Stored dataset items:
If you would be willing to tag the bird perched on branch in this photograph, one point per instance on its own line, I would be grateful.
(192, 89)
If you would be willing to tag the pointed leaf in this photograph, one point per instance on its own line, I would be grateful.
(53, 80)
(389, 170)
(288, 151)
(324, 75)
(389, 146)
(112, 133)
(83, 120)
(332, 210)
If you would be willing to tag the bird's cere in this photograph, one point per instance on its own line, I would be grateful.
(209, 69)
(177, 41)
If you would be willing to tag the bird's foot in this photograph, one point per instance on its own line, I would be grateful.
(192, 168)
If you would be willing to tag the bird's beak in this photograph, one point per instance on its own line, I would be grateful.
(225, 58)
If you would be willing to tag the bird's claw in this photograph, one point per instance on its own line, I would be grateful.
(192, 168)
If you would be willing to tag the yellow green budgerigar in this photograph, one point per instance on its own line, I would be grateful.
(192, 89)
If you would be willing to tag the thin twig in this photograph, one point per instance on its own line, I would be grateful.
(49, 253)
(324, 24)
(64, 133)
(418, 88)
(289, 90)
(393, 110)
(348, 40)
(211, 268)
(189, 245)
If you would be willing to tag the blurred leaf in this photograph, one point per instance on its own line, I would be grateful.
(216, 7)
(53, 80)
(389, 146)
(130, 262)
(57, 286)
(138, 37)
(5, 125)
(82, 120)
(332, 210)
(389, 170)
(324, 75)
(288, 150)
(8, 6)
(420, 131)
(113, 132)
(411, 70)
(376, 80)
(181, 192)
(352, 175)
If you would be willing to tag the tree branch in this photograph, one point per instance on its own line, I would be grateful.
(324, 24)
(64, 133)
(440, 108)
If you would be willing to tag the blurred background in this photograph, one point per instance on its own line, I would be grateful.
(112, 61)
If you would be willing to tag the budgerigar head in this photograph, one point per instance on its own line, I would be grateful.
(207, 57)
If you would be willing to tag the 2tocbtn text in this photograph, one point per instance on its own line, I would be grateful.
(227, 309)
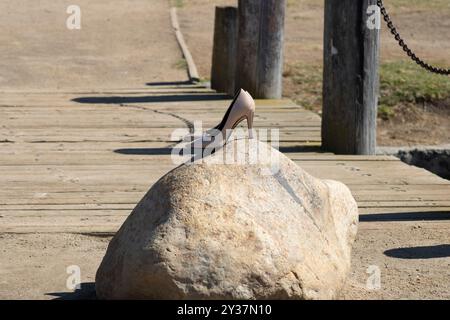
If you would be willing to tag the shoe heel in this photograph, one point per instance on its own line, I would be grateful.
(250, 124)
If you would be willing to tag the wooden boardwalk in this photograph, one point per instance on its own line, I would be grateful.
(80, 161)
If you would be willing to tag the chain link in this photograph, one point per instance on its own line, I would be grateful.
(405, 47)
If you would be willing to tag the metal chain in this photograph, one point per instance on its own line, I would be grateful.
(405, 47)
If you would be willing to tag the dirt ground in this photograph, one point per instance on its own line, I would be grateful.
(419, 271)
(107, 53)
(113, 48)
(424, 24)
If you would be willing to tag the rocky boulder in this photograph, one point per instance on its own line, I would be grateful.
(248, 230)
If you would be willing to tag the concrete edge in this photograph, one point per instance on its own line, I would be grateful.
(192, 68)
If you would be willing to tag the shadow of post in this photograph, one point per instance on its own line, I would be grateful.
(86, 292)
(425, 252)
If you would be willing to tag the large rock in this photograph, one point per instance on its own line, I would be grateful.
(234, 231)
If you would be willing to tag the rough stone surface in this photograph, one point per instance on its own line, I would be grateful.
(234, 231)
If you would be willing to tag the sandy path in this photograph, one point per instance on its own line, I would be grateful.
(121, 44)
(407, 274)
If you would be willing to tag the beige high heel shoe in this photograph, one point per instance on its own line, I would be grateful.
(242, 107)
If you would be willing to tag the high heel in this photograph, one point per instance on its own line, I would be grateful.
(242, 107)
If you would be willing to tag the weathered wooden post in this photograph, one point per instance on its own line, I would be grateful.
(224, 50)
(350, 77)
(260, 47)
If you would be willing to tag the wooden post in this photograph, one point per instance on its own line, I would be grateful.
(350, 78)
(260, 47)
(224, 50)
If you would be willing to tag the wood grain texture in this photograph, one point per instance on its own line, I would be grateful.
(260, 47)
(350, 79)
(223, 68)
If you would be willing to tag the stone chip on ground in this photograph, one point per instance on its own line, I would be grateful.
(255, 230)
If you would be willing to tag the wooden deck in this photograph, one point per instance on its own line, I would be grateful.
(79, 162)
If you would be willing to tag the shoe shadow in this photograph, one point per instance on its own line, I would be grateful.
(144, 151)
(86, 292)
(426, 252)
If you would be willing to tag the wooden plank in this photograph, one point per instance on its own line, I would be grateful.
(260, 47)
(350, 84)
(224, 55)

*TASK BRIEF:* Every record gets retyped exactly; no picture goes into the copy.

*RESULT:*
If you would be willing to tag the bird perched on branch in this photograph, one point per instance on its own line, I would be grateful.
(192, 89)
If you would be willing to tag the pointed leaf in this photograph, one point per instance on its own line, I would be grateful.
(53, 80)
(389, 170)
(288, 151)
(324, 75)
(389, 146)
(112, 133)
(83, 120)
(332, 210)
If you would be willing to tag the bird's cere in this photograph, one point per instance on its own line, I would be grateful.
(209, 69)
(177, 41)
If you would be willing to tag the bird's foot in this photograph, one point per instance on its own line, I would be grateful.
(192, 168)
If you would be willing to tag the bird's beak in this photograph, one point per instance on its own line, I would be grateful.
(225, 58)
If you would be willing to tag the bird's claw in this photograph, one point per instance on its own line, I would be grateful.
(192, 168)
If you would be willing to tag the yellow green budgerigar in this photograph, one point per instance on its own line, I would be grateful.
(192, 89)
If you would be willing to tag the thin twig in this photograph, one point per instance on its own line, I would be grateful.
(49, 253)
(324, 24)
(64, 133)
(418, 88)
(289, 90)
(393, 110)
(348, 40)
(211, 268)
(189, 245)
If you would be willing to tag the blurred leaf in this photograph, one point per instance on its own line, I would be grateful.
(216, 7)
(53, 80)
(389, 146)
(130, 262)
(57, 286)
(138, 37)
(5, 125)
(82, 120)
(332, 210)
(389, 170)
(324, 75)
(288, 150)
(8, 6)
(420, 131)
(113, 132)
(411, 70)
(376, 80)
(181, 192)
(352, 175)
If you would be willing to tag the tree branch in this photograph, one point per instance on its own line, I would be grateful.
(324, 24)
(64, 133)
(440, 108)
If you would be willing to tag the blurred background in this photograph, one point per instance on its own line, I would be grateful.
(112, 61)
If you would be willing to tag the budgerigar head in this photograph, one point per instance on its own line, I would be grateful.
(207, 57)
If you would be willing to tag the 2tocbtn text in this photograph, one point per instance on its own line, I would be grateful.
(227, 309)
If you would be willing to tag the shoe heel in this photograph, one point per instance on its own line, I would be grateful.
(250, 124)
If you would be willing to tag the wooden boardwalk in this photograph, one point per instance on its own line, I would be grateful.
(80, 161)
If you would be willing to tag the chain link in this photograph, one point per instance on its own line, I would be grateful.
(405, 47)
If you would be willing to tag the metal chain in this photograph, one point per instance on its own line, I would be grateful.
(405, 47)
If you would be willing to tag the dirt ground in this photograph, one point per instance on its own line, I would be grateful.
(419, 271)
(107, 53)
(113, 48)
(424, 24)
If you would be willing to tag the rocky boulder in this photograph, one point per instance on its own line, I would be grateful.
(248, 230)
If you would be willing to tag the concrete edge in this photograph, one point per instance on its own line, I would be grateful.
(192, 68)
If you would be willing to tag the shadow of post in this photograph, one point per instance on its own line, I would be grateful.
(86, 292)
(425, 252)
If you would be willing to tag the large rock in this photograph, one point per instance on its own line, I would be grateful.
(234, 231)
If you would be willing to tag the rough stone surface in this photograph, one point per instance on its own line, I would be grateful.
(234, 231)
If you would be willing to tag the sandy path in this photograph, one point per instance on its own line, I would be grateful.
(121, 44)
(407, 274)
If you would be willing to tag the beige high heel shoe in this photograph, one point per instance on its own line, I would be grateful.
(242, 107)
If you would be willing to tag the high heel in this photograph, one point per instance on its own line, I would be grateful.
(242, 107)
If you would be willing to tag the weathered wooden post in this photograph, one point per instance on its own line, I would be grateful.
(224, 50)
(350, 77)
(260, 47)
If you would be willing to tag the wooden post in this photograph, one point per instance on its own line, I would be grateful.
(350, 78)
(260, 47)
(224, 50)
If you would be willing to tag the wood grain texture in this photograph, one point per instance on its own line, I would be grateful.
(260, 47)
(350, 79)
(223, 68)
If you would be willing to tag the stone chip on ground in this photograph, one point per instance on its own line, I would be grateful.
(255, 230)
If you would be willing to tag the wooden deck in this photograph, one point per instance on its own line, I would be grateful.
(79, 162)
If you would be willing to tag the shoe shadow in this photograph, one point per instance on its own line, I would be grateful.
(144, 151)
(86, 292)
(426, 252)
If you would be willing to tag the wooden plank in this photograph, one point per instance on its own line, I would be grateful.
(260, 47)
(350, 84)
(224, 55)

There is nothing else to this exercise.